==== Record set ====
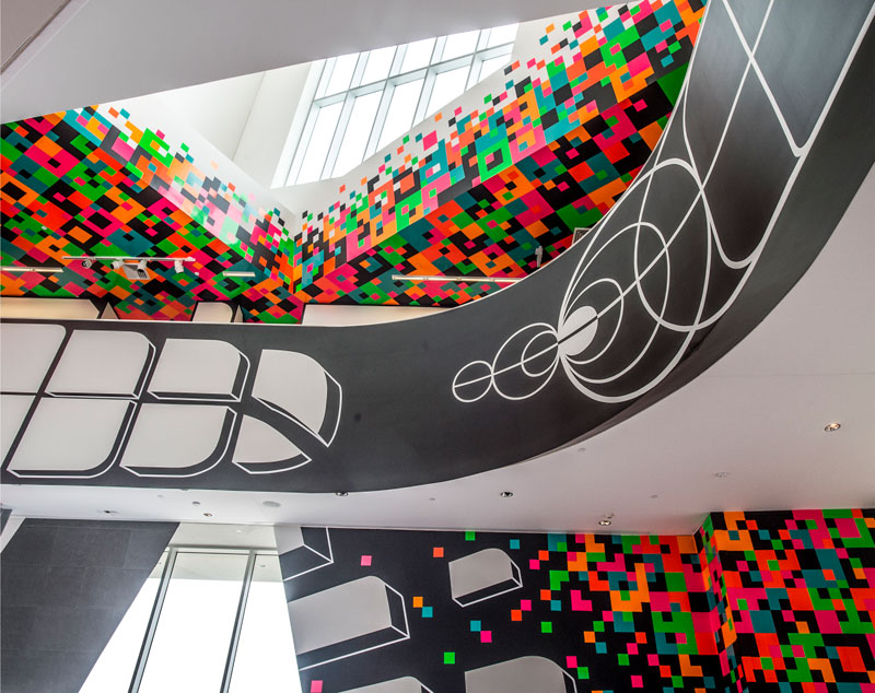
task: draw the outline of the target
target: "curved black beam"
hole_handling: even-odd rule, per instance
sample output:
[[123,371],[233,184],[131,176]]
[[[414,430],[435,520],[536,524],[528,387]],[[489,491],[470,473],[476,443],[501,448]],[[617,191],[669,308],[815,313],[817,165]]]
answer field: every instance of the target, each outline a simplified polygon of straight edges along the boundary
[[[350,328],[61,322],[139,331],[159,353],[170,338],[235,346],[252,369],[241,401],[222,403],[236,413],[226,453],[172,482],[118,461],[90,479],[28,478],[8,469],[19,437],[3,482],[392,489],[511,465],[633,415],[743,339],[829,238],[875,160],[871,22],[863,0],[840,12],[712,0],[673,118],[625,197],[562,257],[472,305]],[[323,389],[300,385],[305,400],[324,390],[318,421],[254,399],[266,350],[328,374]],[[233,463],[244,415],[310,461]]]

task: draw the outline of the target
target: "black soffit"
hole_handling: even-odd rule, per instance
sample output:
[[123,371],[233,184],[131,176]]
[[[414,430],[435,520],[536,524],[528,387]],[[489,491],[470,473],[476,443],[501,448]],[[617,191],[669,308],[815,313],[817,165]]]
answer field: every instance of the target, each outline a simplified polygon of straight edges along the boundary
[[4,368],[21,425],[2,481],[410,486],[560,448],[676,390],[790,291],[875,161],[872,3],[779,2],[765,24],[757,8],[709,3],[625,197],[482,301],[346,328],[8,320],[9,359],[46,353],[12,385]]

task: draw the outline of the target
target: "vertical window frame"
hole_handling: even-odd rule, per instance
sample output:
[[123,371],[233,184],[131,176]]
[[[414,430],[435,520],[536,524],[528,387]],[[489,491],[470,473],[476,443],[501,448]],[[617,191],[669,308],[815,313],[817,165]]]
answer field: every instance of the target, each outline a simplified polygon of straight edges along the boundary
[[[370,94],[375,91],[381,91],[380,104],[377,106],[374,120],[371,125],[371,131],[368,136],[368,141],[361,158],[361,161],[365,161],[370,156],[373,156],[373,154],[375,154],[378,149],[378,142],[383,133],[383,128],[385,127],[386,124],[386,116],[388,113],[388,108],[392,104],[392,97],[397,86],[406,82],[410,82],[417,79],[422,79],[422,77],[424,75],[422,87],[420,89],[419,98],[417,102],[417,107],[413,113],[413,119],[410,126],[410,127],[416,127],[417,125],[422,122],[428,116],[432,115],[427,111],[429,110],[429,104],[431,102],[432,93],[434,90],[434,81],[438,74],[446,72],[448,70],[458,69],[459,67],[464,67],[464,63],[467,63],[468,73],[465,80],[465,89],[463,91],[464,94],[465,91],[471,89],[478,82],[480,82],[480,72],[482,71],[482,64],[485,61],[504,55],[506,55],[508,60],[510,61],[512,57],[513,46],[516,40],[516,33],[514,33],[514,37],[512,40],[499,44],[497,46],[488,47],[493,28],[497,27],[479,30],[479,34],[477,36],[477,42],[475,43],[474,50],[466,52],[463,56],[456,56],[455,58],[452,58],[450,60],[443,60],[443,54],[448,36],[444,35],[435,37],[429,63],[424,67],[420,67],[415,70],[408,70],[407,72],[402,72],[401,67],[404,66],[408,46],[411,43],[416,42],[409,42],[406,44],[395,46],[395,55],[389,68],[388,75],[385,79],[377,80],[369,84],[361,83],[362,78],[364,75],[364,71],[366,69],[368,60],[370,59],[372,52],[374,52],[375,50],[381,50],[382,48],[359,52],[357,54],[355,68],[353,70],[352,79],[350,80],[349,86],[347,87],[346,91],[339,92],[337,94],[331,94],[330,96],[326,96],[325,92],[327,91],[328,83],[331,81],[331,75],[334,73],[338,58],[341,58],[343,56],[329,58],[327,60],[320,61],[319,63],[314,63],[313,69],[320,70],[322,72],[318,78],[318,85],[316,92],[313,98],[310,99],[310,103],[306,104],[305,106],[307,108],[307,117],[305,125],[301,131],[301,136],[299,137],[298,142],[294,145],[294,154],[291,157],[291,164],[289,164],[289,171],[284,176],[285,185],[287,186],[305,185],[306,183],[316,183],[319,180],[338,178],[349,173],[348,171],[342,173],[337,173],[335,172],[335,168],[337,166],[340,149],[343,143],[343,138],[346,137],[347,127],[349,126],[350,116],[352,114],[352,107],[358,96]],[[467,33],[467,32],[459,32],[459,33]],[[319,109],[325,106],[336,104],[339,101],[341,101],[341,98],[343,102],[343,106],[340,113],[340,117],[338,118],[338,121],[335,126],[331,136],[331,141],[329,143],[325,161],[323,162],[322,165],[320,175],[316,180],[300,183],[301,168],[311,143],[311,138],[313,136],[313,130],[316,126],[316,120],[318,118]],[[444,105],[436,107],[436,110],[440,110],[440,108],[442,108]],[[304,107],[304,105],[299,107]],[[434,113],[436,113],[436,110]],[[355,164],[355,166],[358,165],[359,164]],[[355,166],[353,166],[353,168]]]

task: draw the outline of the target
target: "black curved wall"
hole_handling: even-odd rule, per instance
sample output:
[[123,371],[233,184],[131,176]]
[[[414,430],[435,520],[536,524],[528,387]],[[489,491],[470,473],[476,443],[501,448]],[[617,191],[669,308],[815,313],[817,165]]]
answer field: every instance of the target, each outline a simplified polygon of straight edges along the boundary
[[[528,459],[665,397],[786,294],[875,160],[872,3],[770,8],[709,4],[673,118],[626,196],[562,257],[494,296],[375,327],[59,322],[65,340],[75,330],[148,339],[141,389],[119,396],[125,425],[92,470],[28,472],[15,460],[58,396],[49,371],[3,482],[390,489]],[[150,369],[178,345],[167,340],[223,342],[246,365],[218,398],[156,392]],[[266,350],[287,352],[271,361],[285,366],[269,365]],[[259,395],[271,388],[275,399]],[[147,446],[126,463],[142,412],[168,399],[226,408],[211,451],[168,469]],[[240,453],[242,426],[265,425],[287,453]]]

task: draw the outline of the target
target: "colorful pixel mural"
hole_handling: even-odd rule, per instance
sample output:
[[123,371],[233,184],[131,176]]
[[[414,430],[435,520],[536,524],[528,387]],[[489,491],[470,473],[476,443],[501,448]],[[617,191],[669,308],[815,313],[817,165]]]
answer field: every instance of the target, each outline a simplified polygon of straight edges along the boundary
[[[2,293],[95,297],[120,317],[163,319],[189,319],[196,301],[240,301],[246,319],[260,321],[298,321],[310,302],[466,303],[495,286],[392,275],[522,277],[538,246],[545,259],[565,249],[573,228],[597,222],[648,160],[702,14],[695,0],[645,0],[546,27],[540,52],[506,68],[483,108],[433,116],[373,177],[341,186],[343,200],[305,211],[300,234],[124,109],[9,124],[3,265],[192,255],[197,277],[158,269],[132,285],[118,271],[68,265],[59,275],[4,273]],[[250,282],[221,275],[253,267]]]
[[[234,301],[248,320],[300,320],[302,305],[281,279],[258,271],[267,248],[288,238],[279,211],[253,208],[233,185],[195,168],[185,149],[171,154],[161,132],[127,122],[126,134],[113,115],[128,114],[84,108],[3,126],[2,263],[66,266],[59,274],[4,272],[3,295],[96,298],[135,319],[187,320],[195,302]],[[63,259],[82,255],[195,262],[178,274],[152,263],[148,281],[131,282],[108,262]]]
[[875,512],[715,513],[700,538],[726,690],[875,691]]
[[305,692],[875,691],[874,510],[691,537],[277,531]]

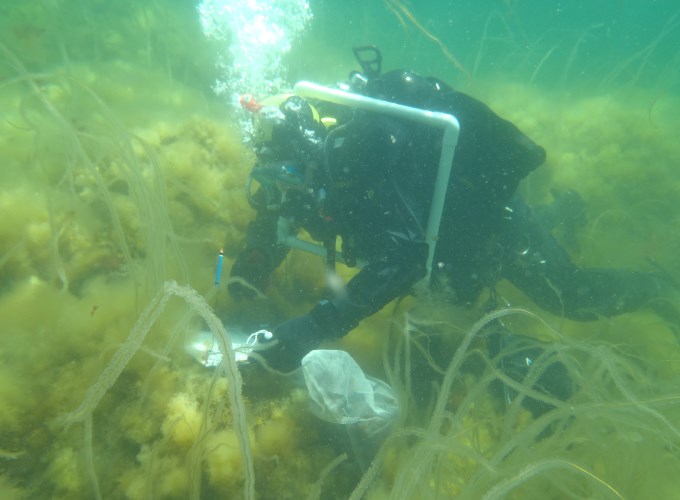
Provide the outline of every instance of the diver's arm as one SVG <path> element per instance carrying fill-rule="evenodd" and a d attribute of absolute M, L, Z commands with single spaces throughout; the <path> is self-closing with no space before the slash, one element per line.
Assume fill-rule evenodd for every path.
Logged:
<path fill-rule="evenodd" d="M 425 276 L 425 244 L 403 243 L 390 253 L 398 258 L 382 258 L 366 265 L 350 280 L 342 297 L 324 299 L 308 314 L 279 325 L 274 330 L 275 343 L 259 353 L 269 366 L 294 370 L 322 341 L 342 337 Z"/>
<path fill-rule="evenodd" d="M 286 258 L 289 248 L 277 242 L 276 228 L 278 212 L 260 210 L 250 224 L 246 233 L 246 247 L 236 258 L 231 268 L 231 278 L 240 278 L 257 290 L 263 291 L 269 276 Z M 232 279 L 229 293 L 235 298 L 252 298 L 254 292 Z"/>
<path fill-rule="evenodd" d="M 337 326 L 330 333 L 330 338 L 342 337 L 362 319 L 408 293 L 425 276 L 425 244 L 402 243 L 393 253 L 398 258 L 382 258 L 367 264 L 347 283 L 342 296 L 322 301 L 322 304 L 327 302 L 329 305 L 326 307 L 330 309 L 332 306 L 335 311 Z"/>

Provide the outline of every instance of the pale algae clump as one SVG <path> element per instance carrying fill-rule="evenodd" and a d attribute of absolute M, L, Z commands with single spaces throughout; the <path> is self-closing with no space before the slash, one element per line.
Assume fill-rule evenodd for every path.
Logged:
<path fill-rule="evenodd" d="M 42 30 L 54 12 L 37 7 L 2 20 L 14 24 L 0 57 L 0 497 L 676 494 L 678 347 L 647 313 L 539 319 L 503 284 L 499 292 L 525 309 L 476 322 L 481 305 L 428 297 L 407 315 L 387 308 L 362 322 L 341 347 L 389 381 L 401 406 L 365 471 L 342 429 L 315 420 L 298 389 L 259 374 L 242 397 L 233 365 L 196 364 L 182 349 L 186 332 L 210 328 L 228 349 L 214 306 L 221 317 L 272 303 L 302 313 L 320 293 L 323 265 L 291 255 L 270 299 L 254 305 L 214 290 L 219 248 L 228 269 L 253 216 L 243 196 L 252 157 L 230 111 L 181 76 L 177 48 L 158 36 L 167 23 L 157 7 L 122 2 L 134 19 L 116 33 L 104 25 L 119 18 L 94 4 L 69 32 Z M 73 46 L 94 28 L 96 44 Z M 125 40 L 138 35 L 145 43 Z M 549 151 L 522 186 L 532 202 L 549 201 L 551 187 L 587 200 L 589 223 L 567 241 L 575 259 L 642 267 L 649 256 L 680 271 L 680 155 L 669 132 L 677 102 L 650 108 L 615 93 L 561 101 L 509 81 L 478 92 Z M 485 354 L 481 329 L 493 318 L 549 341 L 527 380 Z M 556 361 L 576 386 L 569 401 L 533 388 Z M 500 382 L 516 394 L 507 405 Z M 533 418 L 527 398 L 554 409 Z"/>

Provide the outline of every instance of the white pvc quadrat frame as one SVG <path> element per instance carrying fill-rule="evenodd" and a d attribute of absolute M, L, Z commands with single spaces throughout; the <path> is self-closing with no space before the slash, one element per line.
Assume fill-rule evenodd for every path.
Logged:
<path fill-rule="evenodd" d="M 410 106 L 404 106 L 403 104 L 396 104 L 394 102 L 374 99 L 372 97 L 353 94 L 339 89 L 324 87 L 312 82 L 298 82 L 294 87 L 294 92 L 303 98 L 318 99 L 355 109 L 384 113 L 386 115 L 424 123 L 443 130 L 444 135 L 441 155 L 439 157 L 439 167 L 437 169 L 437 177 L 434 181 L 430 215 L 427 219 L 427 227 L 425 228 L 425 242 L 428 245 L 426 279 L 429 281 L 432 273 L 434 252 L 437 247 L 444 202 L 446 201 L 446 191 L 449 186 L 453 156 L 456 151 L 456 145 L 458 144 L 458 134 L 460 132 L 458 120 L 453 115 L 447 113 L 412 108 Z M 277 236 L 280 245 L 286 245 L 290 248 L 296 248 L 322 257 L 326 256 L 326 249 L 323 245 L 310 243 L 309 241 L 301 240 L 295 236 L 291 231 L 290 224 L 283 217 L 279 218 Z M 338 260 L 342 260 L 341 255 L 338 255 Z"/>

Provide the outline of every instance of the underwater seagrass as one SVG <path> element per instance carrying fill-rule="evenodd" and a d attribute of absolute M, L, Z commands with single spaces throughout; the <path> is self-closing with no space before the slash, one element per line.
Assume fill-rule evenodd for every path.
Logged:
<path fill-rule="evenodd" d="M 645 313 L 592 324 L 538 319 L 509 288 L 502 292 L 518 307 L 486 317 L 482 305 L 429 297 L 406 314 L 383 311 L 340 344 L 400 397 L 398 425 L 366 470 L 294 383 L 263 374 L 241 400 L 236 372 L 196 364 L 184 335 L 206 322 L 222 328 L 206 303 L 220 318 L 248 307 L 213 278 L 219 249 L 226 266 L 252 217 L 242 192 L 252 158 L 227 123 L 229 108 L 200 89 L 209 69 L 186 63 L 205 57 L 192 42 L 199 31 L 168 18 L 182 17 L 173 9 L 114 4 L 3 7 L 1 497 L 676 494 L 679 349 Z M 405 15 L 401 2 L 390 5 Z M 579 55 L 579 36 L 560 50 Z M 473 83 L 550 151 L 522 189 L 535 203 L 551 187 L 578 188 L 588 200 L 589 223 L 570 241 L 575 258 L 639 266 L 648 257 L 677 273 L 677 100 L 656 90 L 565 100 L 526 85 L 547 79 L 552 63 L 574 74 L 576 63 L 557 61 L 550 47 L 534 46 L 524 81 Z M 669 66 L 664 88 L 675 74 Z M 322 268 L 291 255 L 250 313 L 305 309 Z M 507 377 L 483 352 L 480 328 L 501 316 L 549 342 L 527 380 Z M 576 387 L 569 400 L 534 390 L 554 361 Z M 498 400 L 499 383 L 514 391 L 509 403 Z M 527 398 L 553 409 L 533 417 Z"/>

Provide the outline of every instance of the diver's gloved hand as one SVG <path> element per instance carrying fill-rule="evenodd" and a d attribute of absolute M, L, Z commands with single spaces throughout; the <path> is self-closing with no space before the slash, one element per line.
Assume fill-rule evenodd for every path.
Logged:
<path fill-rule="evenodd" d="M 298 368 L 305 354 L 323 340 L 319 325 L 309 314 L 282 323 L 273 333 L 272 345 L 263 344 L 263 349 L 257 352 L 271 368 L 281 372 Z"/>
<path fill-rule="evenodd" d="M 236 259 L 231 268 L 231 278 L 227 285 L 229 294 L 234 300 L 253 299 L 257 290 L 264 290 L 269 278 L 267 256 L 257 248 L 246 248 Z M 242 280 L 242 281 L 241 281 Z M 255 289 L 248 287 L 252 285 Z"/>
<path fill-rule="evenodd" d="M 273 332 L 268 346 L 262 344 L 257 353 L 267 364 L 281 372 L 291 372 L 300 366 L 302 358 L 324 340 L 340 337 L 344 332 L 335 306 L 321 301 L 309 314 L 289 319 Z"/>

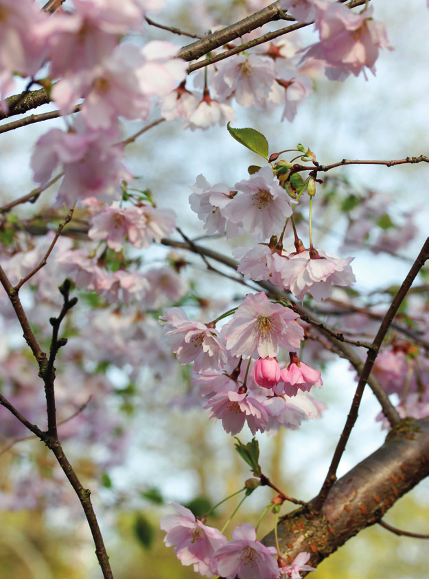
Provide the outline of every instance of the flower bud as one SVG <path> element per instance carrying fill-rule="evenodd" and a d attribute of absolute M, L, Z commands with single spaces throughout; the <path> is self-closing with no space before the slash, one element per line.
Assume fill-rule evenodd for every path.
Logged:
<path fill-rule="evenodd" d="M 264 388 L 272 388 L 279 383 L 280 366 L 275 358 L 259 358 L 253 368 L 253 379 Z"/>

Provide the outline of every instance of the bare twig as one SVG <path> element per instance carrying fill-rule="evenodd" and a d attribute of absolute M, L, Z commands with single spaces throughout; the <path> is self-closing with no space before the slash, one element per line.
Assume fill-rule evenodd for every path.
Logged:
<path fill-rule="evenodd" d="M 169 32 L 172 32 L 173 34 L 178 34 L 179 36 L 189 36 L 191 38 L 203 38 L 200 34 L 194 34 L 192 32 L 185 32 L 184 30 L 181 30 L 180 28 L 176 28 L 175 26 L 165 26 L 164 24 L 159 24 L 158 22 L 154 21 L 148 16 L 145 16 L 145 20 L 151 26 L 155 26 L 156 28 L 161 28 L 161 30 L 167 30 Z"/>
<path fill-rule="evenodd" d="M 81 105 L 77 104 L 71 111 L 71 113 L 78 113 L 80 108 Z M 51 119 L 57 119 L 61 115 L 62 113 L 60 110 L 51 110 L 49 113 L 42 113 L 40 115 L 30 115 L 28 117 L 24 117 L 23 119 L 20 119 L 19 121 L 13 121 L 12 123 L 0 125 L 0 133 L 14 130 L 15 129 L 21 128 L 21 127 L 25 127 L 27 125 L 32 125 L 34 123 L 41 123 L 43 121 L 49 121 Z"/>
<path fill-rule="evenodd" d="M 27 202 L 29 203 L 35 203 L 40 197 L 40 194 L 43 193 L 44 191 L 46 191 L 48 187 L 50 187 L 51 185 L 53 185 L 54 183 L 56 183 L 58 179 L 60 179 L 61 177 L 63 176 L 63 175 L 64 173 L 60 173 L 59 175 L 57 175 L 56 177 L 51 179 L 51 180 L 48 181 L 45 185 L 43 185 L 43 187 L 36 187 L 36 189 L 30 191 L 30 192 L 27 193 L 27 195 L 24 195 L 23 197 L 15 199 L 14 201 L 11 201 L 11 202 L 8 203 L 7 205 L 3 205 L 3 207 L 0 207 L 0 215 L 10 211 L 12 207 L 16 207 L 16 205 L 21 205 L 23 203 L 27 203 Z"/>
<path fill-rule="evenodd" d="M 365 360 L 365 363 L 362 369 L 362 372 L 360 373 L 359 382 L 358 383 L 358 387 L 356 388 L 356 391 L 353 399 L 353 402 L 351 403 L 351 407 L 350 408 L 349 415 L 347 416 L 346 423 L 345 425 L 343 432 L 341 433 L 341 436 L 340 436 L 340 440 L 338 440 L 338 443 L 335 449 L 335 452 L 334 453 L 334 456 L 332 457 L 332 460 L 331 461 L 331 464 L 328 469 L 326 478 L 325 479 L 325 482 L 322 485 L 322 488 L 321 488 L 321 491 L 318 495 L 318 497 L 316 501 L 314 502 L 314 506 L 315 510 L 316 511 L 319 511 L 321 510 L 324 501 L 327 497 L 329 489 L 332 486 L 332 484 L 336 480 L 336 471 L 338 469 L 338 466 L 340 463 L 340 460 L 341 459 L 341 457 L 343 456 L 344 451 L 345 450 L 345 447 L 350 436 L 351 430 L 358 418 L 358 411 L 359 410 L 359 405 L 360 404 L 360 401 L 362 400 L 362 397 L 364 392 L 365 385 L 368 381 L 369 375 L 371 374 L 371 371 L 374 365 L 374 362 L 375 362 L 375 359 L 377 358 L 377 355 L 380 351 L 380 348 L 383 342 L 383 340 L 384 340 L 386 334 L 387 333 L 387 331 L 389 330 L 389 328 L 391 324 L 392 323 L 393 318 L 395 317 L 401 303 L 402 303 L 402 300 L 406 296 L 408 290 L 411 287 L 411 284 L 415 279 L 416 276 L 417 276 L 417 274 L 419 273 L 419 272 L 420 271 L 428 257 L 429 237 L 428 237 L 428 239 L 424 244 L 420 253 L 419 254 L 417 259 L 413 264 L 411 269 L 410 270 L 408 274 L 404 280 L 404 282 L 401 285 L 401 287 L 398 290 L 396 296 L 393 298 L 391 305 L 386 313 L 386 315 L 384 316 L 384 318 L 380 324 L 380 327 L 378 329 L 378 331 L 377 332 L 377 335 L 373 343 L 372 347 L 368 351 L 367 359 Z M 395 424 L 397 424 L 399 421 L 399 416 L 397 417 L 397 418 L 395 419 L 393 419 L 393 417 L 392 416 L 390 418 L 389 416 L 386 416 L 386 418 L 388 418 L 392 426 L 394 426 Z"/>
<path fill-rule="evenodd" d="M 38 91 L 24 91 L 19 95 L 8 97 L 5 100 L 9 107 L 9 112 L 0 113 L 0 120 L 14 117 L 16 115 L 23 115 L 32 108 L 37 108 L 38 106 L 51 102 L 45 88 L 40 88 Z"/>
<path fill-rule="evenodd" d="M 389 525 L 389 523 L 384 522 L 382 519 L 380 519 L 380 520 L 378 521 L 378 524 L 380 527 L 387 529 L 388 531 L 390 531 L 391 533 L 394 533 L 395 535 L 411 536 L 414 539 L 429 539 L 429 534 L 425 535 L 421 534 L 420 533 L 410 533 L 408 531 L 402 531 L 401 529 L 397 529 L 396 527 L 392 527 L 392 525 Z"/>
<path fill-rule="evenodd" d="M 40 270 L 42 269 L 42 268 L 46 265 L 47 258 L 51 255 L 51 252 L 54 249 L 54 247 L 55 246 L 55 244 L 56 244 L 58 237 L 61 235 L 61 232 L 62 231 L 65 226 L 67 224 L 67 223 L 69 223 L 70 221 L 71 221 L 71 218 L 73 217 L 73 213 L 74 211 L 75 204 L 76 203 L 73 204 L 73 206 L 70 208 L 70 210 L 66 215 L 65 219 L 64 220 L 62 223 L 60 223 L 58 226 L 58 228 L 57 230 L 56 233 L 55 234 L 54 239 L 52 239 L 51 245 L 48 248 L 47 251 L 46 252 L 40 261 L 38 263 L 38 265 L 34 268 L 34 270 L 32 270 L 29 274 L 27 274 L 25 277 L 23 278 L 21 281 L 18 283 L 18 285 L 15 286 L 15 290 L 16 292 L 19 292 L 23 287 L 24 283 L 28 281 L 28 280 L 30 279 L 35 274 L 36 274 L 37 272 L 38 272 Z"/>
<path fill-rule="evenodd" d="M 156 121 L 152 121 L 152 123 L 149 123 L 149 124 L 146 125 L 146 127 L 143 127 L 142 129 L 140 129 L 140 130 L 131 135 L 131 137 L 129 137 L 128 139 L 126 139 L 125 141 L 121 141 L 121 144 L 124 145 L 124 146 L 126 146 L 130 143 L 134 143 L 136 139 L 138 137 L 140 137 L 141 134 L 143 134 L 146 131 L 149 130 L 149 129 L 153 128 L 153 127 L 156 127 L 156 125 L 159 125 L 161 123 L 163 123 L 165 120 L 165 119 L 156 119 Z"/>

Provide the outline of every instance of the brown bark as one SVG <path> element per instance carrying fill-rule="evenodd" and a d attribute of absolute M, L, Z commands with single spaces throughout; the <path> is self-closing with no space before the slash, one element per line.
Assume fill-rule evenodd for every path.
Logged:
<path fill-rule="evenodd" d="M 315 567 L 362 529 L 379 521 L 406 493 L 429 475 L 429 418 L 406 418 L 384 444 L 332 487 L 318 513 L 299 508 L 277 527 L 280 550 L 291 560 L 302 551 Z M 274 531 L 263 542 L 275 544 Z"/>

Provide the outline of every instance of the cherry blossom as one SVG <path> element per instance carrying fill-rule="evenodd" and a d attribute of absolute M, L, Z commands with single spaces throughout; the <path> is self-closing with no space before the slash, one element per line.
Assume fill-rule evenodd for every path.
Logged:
====
● **Brief**:
Substitute "dark bark" for "brown bark" in the lines from the one containing "Provide the outline of every instance of the brown" through the one containing "315 567 L 362", inclusive. Reproduce only those lines, leaving everything else unchanged.

● **The output**:
Provide the outline of every instance of the dark bark as one SVG <path> element per instance carrying fill-rule="evenodd" and a d attribute of absolute M, L, Z commands with single spaces throughout; the <path> is self-closing with no space before the slash, one element per line.
Assume fill-rule evenodd for every path.
Logged:
<path fill-rule="evenodd" d="M 315 567 L 362 529 L 379 521 L 406 493 L 429 475 L 429 418 L 406 418 L 384 444 L 332 487 L 318 513 L 299 508 L 277 527 L 280 550 L 291 560 L 302 551 Z M 274 531 L 263 542 L 275 544 Z"/>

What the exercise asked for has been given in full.